Jan Eugeniusz Ludwig Zumbach  (14 April 1915, Ursynów, Congress Poland, Russian Empire – 3 January 1986, France) was a Polish-Swiss fighter pilot who became an ace and squadron commander during the Second World War. During the Cold War, he became a mercenary in Africa and played a key role in forming the air forces of the breakaway states of Katanga and Biafra.

Early years
The son of Eugeniusz Zumbach and Halina née Gorzechowska from a family of landowners hailing from the region of Płock. Zumbach was registered as a Swiss citizen (his paternal grandfather of Swiss origin settled in Poland at the end of the 19th century). He was born in Ursynów, and grew up in Bobrowo. In 1935, he graduated the Marshal Stanisław Małachowski High School in Płock. He joined the Polish Army in 1935 and served as an infantryman until 1936 when he transferred to the Polish Air Force.  After graduating the Polish Air Force Officer Training Center No. 1 in Dęblin in 1938 he was posted to 111 Eskadra Myśliwska.

Data lines:
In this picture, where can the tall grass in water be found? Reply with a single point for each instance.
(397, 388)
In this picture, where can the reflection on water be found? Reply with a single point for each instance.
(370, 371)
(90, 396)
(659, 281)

Task details: Transcribe verbatim the portion of the Jan Zumbach biography from "Jan Eugeniusz Ludwig" to "Katanga and Biafra.".

Written solution:
Jan Eugeniusz Ludwig Zumbach  (14 April 1915, Ursynów, Congress Poland, Russian Empire – 3 January 1986, France) was a Polish-Swiss fighter pilot who became an ace and squadron commander during the Second World War. During the Cold War, he became a mercenary in Africa and played a key role in forming the air forces of the breakaway states of Katanga and Biafra.